[Records of pointing to objects in photos]
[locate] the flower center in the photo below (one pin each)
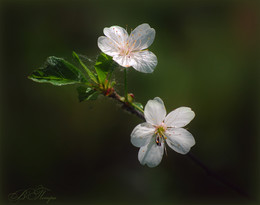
(160, 134)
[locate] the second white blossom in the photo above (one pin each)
(151, 135)
(130, 50)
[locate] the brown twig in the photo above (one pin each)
(126, 106)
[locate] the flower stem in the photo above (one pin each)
(125, 76)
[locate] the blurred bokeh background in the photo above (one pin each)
(208, 59)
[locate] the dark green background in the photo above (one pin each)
(208, 59)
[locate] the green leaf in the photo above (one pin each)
(58, 72)
(90, 74)
(104, 65)
(87, 93)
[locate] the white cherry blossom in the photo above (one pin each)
(130, 50)
(159, 130)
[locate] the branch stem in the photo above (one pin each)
(130, 108)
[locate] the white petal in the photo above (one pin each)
(141, 37)
(142, 134)
(117, 34)
(144, 61)
(124, 61)
(154, 111)
(179, 139)
(179, 117)
(151, 154)
(107, 46)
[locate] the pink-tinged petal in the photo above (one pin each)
(108, 46)
(179, 139)
(151, 154)
(179, 117)
(144, 61)
(142, 134)
(117, 34)
(154, 111)
(141, 37)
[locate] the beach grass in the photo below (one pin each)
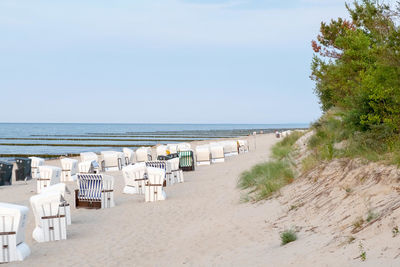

__REQUEST__
Pick out and copy each line of the material that contains the word "background".

__WRITTEN RESPONSE__
[locate] the blurred bokeh background in the photo above (one pin each)
[locate] the dark green background in the photo above (one pin each)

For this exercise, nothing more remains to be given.